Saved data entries
□ □ □
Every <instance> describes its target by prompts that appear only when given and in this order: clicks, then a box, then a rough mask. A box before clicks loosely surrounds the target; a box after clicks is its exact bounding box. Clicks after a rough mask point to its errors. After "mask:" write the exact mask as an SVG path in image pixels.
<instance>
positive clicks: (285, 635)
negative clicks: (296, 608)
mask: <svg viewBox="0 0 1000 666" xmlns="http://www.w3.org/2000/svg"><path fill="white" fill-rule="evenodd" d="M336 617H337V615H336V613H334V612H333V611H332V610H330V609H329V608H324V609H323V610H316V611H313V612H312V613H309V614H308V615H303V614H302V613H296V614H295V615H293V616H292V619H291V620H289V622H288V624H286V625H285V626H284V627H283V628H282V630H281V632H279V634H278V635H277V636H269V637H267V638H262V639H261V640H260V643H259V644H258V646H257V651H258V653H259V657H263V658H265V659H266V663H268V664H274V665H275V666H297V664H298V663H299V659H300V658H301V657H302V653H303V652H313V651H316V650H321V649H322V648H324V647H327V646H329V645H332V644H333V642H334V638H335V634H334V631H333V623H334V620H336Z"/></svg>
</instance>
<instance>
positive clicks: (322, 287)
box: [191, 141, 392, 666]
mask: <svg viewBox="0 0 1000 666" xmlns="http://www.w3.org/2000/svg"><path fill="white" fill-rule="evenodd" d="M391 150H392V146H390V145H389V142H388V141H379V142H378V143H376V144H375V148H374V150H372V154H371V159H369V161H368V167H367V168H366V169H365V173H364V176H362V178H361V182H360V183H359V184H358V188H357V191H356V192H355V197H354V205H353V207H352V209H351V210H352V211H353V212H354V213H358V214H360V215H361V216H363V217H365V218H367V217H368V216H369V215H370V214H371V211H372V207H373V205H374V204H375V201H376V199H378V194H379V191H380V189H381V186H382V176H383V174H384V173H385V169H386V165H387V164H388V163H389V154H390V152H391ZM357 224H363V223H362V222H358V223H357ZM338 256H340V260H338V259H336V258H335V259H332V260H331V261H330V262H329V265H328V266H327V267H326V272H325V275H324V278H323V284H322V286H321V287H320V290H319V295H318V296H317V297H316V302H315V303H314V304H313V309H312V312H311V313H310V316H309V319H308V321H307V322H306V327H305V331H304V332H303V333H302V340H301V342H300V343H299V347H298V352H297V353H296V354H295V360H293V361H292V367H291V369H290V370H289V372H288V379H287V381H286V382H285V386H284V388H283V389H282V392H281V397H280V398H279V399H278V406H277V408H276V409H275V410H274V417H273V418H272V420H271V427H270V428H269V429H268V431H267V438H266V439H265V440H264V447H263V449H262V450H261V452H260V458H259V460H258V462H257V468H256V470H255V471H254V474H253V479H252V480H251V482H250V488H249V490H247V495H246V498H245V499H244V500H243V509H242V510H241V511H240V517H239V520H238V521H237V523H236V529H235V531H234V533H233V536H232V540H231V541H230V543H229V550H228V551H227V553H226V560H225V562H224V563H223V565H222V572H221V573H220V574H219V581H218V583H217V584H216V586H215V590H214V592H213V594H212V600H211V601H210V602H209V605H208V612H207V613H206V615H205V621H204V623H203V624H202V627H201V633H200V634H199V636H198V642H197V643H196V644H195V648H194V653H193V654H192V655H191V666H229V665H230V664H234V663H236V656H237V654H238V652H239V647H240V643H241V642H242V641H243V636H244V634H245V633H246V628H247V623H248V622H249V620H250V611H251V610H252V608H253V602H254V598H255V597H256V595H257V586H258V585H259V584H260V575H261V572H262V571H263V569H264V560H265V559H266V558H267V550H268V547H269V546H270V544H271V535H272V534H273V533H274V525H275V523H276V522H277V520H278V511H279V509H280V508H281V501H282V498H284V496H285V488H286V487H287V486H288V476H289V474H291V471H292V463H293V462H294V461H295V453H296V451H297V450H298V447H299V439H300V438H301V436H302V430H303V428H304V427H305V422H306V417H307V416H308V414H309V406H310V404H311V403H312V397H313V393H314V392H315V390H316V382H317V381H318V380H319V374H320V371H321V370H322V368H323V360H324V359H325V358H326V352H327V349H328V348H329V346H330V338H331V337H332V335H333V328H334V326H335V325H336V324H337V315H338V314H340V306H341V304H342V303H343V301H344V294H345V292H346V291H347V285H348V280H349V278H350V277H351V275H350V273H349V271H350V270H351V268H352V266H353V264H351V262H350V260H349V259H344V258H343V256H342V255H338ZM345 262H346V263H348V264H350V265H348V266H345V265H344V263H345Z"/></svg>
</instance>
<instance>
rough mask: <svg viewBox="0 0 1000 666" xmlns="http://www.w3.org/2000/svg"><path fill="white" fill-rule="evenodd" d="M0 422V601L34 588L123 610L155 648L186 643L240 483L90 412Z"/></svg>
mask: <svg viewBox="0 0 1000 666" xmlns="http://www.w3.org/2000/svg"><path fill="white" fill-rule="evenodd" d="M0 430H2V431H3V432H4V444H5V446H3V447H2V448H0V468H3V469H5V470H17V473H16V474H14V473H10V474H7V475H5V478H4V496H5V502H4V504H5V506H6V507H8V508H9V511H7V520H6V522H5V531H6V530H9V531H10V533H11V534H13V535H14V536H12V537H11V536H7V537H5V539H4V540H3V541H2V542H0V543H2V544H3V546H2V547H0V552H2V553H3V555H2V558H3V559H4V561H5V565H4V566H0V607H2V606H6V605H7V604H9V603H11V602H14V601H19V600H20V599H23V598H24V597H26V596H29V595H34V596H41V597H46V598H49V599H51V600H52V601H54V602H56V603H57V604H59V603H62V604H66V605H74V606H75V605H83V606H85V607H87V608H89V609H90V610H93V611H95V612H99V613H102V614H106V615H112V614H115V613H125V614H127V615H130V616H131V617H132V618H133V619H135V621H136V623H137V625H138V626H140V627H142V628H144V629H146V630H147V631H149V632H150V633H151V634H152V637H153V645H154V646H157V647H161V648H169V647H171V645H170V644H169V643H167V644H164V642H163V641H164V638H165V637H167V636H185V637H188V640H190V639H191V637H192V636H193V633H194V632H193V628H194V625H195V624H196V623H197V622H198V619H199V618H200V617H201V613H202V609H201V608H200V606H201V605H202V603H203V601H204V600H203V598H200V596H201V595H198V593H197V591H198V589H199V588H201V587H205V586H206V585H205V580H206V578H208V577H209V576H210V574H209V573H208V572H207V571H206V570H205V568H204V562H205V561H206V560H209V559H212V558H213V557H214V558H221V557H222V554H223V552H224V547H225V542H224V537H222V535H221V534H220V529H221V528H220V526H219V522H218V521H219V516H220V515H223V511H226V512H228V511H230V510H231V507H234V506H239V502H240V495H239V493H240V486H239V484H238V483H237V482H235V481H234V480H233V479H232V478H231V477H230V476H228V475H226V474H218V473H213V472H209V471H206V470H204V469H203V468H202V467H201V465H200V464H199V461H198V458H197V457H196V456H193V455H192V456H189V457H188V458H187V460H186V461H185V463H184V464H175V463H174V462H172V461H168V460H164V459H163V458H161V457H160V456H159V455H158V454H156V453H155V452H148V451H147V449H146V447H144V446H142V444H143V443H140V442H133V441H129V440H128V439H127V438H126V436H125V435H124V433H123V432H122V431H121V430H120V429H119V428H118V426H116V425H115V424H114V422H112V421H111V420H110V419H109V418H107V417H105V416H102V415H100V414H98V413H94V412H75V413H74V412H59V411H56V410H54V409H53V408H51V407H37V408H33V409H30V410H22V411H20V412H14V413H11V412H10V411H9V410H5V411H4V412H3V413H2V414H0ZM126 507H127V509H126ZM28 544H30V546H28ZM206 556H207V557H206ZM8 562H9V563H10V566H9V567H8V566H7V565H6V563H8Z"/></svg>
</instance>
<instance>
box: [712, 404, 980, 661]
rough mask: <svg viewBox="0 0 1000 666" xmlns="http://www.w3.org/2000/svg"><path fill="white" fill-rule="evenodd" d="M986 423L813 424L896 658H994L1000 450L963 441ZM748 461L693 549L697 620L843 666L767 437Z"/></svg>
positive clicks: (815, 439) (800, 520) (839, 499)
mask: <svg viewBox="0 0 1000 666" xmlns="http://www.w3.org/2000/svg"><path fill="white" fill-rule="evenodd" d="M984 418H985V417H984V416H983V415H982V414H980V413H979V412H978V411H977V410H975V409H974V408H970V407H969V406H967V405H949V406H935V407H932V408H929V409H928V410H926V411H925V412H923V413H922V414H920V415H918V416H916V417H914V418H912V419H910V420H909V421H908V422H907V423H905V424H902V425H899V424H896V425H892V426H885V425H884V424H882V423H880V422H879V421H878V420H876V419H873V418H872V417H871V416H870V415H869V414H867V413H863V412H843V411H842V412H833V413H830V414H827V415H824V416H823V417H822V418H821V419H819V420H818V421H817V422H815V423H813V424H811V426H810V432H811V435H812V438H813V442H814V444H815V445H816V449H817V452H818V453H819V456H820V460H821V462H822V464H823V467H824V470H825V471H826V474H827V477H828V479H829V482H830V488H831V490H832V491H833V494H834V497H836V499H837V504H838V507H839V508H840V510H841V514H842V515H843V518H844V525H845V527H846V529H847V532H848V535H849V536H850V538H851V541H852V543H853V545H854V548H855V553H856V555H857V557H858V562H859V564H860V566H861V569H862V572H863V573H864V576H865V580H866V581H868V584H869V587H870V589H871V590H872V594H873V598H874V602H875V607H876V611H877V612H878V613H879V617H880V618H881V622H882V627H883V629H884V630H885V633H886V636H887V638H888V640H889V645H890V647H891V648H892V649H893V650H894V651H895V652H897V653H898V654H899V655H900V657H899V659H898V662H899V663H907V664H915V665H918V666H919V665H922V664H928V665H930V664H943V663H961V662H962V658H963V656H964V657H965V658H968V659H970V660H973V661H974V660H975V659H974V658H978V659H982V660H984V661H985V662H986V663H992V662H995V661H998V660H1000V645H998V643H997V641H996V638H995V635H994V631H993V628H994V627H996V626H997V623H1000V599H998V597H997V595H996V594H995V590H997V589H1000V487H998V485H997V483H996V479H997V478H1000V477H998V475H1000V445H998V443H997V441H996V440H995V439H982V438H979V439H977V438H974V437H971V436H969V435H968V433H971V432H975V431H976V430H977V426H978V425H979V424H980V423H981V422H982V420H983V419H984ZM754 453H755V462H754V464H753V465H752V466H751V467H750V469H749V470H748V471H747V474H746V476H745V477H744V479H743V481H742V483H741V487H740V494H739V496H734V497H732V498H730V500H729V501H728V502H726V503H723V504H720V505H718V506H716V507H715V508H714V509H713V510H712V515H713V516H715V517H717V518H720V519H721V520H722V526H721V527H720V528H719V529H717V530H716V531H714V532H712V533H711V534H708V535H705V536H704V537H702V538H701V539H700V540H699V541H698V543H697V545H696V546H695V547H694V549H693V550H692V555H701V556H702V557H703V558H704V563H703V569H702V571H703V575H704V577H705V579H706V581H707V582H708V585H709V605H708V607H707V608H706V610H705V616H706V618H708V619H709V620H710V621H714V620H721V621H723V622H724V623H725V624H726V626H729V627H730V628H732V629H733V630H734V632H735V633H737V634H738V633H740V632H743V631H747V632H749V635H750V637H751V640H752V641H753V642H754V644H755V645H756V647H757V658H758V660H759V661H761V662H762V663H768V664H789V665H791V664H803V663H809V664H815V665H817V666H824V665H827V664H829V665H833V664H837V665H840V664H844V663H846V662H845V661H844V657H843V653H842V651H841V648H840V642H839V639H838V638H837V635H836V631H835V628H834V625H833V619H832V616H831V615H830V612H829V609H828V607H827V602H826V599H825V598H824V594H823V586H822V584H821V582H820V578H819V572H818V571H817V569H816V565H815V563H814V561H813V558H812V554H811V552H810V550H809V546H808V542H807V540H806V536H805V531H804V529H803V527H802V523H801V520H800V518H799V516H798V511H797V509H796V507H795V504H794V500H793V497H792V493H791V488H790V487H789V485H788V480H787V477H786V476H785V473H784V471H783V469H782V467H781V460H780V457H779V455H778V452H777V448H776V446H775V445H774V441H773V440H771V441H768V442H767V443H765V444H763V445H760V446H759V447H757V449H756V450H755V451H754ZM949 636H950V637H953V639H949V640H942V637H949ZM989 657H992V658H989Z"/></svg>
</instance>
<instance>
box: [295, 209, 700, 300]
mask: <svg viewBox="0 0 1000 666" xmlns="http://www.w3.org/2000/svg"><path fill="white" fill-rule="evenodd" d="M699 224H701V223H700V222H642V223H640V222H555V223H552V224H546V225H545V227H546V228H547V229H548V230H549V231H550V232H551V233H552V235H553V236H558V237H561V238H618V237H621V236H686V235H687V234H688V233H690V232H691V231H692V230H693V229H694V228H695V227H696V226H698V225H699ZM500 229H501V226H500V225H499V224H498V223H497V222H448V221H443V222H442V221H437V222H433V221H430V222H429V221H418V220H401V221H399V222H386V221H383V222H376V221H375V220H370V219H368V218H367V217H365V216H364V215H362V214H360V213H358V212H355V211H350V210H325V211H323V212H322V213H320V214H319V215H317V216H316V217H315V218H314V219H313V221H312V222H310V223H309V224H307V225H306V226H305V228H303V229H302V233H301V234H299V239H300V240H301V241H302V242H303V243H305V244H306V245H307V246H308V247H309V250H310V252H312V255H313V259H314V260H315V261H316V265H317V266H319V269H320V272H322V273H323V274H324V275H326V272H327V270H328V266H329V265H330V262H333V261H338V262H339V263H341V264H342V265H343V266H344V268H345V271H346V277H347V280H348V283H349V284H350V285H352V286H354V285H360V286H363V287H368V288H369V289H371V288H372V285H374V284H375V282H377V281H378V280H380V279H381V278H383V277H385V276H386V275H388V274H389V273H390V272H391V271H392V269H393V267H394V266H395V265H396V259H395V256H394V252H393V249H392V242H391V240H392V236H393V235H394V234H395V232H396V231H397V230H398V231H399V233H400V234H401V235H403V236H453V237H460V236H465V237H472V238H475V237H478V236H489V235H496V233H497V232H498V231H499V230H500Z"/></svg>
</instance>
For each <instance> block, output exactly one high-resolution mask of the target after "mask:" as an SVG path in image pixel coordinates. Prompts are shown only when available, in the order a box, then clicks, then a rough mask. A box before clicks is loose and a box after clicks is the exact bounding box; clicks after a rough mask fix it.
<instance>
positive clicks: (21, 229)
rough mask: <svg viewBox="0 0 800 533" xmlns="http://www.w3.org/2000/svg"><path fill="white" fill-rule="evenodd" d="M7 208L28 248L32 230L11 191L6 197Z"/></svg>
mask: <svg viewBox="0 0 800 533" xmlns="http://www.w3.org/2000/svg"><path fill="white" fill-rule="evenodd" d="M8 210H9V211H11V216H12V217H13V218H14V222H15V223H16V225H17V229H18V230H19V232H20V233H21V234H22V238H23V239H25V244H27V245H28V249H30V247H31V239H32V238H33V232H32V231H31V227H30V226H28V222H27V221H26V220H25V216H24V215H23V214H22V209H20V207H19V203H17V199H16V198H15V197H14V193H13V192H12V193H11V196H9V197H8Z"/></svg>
□ □ □
HOW TO COMPLETE THIS TASK
Give the stretch from the start of the material through the line containing "negative clicks: (296, 608)" as a numbered list, leaving out any blank lines.

WRITTEN ANSWER
1. Every <instance> describes its target by prompts that appear only when given and in this order: clicks, then a box, then a rough mask. A box before clicks loosely surrounds the target; a box after clicks is its exact bounding box. Clicks after a rough mask point to its errors. After "mask:" write the exact mask as an SVG path in image pixels.
2. <instance>
3. positive clicks: (285, 635)
4. negative clicks: (296, 608)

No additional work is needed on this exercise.